Object position labeling entries:
<<<<

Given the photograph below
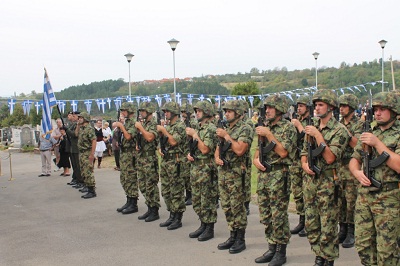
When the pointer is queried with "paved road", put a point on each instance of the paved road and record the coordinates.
(45, 222)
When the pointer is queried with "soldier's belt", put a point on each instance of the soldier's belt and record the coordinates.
(277, 167)
(328, 172)
(147, 153)
(202, 161)
(390, 186)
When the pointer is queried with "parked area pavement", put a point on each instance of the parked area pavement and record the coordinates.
(43, 222)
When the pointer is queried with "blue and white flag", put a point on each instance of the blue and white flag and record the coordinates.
(88, 104)
(49, 100)
(74, 105)
(11, 104)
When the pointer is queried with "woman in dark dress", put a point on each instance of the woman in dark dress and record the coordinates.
(65, 148)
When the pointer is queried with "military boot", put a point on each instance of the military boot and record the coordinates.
(240, 243)
(319, 261)
(198, 231)
(303, 233)
(145, 215)
(153, 214)
(247, 206)
(84, 189)
(208, 233)
(132, 208)
(188, 198)
(349, 241)
(128, 202)
(300, 226)
(267, 256)
(342, 232)
(169, 220)
(90, 194)
(177, 222)
(229, 242)
(280, 256)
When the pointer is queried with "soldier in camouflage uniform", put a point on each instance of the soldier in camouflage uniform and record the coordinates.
(128, 175)
(231, 160)
(147, 161)
(172, 182)
(247, 184)
(296, 172)
(321, 191)
(87, 147)
(377, 214)
(185, 167)
(348, 104)
(203, 171)
(273, 187)
(77, 180)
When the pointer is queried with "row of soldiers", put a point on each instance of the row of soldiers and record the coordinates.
(216, 157)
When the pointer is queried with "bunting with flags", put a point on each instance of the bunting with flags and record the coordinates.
(49, 100)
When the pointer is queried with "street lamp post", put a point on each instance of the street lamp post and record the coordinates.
(316, 69)
(129, 57)
(382, 43)
(173, 43)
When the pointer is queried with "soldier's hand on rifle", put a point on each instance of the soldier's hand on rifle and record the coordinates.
(119, 124)
(257, 163)
(306, 168)
(369, 139)
(360, 176)
(221, 132)
(311, 131)
(190, 158)
(139, 125)
(161, 129)
(159, 152)
(190, 131)
(262, 131)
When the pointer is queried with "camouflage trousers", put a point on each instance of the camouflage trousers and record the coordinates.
(322, 215)
(296, 178)
(247, 181)
(128, 174)
(172, 185)
(76, 175)
(204, 191)
(185, 172)
(147, 171)
(86, 169)
(232, 197)
(349, 195)
(273, 203)
(377, 219)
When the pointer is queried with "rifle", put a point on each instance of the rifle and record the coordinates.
(192, 143)
(263, 148)
(370, 164)
(223, 145)
(139, 136)
(119, 133)
(163, 139)
(62, 120)
(313, 151)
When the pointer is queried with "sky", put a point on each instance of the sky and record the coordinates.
(80, 42)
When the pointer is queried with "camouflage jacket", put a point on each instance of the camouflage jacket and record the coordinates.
(336, 138)
(355, 127)
(207, 134)
(85, 138)
(389, 137)
(285, 132)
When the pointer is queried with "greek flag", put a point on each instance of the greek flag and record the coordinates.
(49, 100)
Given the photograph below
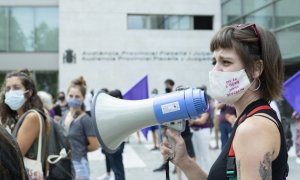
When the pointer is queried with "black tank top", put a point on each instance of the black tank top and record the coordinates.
(279, 165)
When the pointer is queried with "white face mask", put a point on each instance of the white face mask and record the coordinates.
(15, 99)
(228, 87)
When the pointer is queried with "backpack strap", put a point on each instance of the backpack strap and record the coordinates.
(231, 172)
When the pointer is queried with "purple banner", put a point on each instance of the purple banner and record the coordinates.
(291, 91)
(137, 92)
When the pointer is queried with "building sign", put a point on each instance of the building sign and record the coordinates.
(145, 56)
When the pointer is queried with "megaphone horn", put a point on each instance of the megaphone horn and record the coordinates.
(115, 119)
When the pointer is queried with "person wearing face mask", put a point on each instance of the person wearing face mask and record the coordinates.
(169, 85)
(61, 106)
(247, 74)
(78, 124)
(19, 97)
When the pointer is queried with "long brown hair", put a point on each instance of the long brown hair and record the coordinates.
(252, 44)
(8, 116)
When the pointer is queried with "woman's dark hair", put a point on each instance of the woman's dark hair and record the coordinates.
(79, 83)
(8, 116)
(253, 43)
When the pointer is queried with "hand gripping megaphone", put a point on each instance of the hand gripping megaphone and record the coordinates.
(115, 119)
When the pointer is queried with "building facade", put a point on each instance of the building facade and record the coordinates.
(111, 43)
(29, 39)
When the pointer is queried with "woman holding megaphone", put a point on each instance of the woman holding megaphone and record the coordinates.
(248, 74)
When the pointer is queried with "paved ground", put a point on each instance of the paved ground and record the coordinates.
(140, 161)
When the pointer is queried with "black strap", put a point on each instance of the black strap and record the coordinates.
(167, 170)
(273, 120)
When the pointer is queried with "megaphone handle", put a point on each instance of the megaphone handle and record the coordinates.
(173, 143)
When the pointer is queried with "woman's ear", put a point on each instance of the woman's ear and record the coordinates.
(29, 93)
(258, 69)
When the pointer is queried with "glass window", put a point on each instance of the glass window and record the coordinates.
(21, 29)
(288, 41)
(286, 11)
(47, 81)
(46, 29)
(25, 29)
(136, 21)
(3, 29)
(231, 10)
(251, 5)
(264, 17)
(169, 22)
(203, 22)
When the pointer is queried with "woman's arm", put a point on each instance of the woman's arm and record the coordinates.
(28, 132)
(256, 145)
(181, 159)
(93, 143)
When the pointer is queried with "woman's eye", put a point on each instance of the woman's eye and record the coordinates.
(226, 63)
(214, 63)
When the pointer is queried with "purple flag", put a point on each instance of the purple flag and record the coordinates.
(292, 91)
(137, 92)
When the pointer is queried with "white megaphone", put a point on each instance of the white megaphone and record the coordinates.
(115, 119)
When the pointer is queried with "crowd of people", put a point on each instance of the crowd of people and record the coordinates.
(247, 75)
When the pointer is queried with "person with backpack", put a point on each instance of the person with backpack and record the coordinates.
(60, 165)
(79, 127)
(247, 73)
(11, 159)
(21, 110)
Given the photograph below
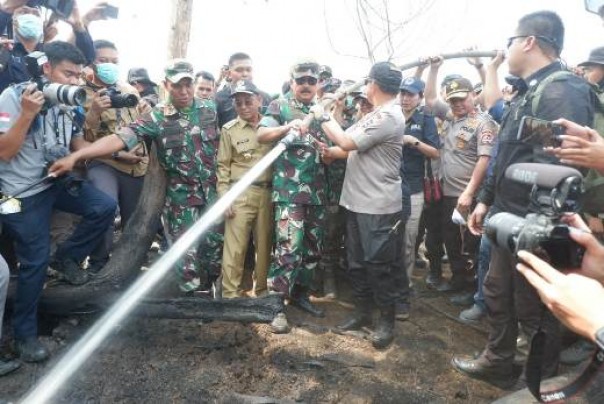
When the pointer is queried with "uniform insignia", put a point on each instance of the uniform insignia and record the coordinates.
(487, 137)
(169, 110)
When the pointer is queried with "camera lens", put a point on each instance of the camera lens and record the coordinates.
(503, 229)
(64, 94)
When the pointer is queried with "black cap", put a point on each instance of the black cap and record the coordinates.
(596, 57)
(386, 74)
(139, 75)
(412, 85)
(458, 88)
(325, 72)
(448, 78)
(244, 87)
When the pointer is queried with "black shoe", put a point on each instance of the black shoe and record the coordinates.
(480, 368)
(31, 350)
(421, 264)
(432, 281)
(473, 315)
(463, 300)
(70, 271)
(384, 331)
(357, 321)
(7, 367)
(302, 302)
(578, 352)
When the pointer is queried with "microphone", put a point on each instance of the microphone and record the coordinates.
(543, 175)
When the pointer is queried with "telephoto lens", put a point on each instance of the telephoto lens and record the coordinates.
(64, 94)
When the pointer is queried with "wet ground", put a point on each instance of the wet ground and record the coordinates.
(184, 361)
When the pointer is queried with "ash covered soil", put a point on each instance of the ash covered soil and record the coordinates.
(186, 361)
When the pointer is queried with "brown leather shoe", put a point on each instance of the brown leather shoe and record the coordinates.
(480, 368)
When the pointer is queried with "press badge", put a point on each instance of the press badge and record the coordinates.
(9, 205)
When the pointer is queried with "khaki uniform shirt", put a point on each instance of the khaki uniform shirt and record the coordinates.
(239, 150)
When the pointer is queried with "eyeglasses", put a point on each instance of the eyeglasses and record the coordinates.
(244, 103)
(547, 39)
(311, 81)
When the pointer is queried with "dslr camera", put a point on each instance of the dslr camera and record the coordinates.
(556, 190)
(54, 93)
(119, 99)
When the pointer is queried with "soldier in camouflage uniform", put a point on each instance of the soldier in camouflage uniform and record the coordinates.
(184, 130)
(299, 190)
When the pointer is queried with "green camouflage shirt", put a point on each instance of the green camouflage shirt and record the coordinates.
(298, 174)
(187, 144)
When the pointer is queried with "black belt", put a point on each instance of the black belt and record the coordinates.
(259, 184)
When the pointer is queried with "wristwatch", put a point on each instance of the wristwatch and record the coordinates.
(324, 118)
(600, 339)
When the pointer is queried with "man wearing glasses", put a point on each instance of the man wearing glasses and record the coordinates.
(238, 152)
(299, 189)
(534, 56)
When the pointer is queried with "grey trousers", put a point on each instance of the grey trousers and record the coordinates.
(411, 230)
(122, 188)
(4, 278)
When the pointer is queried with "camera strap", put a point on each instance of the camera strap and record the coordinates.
(533, 373)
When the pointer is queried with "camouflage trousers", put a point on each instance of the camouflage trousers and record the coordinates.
(202, 263)
(299, 235)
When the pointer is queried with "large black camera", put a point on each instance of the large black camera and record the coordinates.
(53, 93)
(121, 100)
(556, 190)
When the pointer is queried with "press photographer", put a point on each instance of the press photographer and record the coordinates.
(111, 105)
(547, 92)
(35, 130)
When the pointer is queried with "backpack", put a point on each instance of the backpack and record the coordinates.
(593, 199)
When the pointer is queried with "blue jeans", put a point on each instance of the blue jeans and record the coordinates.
(30, 230)
(484, 258)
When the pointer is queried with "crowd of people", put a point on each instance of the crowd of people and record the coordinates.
(366, 178)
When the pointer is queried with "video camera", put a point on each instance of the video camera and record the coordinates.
(121, 100)
(54, 93)
(556, 190)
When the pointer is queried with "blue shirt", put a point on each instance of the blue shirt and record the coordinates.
(422, 126)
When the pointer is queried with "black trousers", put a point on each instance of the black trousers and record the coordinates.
(511, 299)
(374, 250)
(462, 245)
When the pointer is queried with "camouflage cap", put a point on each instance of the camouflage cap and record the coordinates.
(458, 88)
(305, 68)
(179, 69)
(244, 87)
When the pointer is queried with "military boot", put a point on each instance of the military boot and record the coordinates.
(329, 283)
(384, 331)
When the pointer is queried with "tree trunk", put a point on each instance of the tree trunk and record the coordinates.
(180, 28)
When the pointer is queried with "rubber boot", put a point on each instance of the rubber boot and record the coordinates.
(384, 331)
(329, 284)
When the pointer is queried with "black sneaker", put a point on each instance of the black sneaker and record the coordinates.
(8, 366)
(70, 271)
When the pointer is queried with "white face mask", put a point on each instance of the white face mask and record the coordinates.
(30, 26)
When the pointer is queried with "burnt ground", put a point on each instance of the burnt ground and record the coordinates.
(181, 361)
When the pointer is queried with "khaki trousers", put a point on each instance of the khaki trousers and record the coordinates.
(253, 213)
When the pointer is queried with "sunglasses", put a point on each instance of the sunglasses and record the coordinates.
(311, 81)
(549, 40)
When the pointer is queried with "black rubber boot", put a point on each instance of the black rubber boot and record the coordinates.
(384, 331)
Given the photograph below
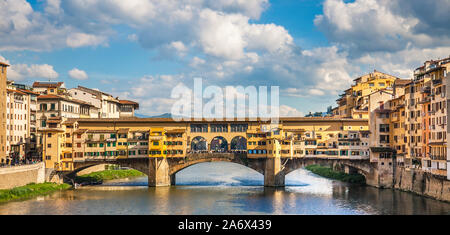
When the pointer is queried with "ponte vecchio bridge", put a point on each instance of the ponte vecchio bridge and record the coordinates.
(161, 147)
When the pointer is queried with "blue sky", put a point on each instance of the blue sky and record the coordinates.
(141, 49)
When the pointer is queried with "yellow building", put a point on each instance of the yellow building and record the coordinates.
(157, 142)
(355, 100)
(3, 79)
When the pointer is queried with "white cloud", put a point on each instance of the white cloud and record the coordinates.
(23, 71)
(23, 28)
(78, 74)
(81, 39)
(382, 25)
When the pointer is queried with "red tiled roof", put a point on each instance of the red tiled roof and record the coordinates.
(127, 102)
(16, 91)
(50, 97)
(45, 84)
(28, 91)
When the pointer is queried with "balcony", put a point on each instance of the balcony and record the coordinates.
(437, 82)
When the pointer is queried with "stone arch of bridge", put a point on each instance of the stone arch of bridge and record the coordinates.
(199, 143)
(290, 165)
(139, 165)
(257, 166)
(238, 143)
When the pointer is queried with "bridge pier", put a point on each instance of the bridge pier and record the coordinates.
(273, 173)
(158, 172)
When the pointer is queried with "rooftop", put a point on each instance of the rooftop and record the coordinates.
(48, 84)
(168, 120)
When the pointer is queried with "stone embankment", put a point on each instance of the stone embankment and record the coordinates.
(16, 176)
(422, 183)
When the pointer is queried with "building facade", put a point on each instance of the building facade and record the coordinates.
(354, 102)
(3, 68)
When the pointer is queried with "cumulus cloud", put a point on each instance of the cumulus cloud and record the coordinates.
(81, 39)
(78, 74)
(24, 28)
(383, 25)
(20, 72)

>>>>

Short problem
Give back exactly the lines beginning at the one with "pier and record the coordinates." and ending at the final line of the material; both boundary lines belong in it.

Exercise answer
When the pointer is queried with "bridge pier", put a point on each instance of the bridge pier and record the coordinates.
(273, 173)
(158, 172)
When the pointer is queried with "rooftop", put a point on each instance of the rooftop and record the coordinates.
(48, 84)
(168, 120)
When the pointer is queried with "stone embankment", put a point on each instance of the stone embankment and record the coordinates.
(16, 176)
(422, 183)
When the pointer is queried with "building facade", put a point on each instance of the building facade and record the coordinates.
(354, 102)
(3, 68)
When the pointer is queried with "cumulus cloud", put a point on each instance of the cumulus cloud and record the coordinates.
(81, 39)
(78, 74)
(24, 28)
(383, 25)
(20, 72)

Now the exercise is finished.